◆ **Task description**
Look through the records and copy each line with the string "refrigerator" in it.

Stored data entries:
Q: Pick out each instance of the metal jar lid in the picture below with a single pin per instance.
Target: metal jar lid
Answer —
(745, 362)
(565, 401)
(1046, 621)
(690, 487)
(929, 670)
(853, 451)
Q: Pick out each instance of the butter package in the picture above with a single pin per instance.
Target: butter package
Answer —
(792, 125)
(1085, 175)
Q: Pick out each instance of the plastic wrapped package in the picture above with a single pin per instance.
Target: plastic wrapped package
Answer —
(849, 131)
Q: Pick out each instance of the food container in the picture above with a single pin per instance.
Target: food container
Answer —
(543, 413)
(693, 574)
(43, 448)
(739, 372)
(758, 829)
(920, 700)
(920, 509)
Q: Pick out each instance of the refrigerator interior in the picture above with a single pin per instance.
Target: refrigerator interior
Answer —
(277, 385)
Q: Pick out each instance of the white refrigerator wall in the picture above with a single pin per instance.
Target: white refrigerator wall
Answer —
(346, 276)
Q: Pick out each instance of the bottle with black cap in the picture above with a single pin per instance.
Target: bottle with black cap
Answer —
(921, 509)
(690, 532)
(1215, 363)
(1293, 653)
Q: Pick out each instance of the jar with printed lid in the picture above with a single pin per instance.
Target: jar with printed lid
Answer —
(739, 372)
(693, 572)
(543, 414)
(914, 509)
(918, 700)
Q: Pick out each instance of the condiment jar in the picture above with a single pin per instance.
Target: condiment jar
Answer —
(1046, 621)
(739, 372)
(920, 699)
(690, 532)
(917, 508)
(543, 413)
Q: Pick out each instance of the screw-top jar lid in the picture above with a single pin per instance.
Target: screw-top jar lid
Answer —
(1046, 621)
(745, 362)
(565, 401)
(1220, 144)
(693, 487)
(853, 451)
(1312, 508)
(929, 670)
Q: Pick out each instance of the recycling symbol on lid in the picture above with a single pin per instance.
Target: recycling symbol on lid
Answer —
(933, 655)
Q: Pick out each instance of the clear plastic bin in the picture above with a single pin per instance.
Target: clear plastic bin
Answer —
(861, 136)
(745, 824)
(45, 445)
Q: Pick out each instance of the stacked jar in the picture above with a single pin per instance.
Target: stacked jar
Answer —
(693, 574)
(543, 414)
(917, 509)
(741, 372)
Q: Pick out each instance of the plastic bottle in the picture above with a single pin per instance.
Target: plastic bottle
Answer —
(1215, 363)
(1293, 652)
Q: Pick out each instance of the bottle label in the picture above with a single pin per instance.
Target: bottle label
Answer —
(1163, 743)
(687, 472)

◆ **Your response**
Q: Pick out each instance of the refrigerator interior in the picture above with a single pin per instance.
Target: refrigerator interior
Q: Pick out each instance of the white refrigerator wall in the picture above with a single pin per instance.
Target: white refrigerator wall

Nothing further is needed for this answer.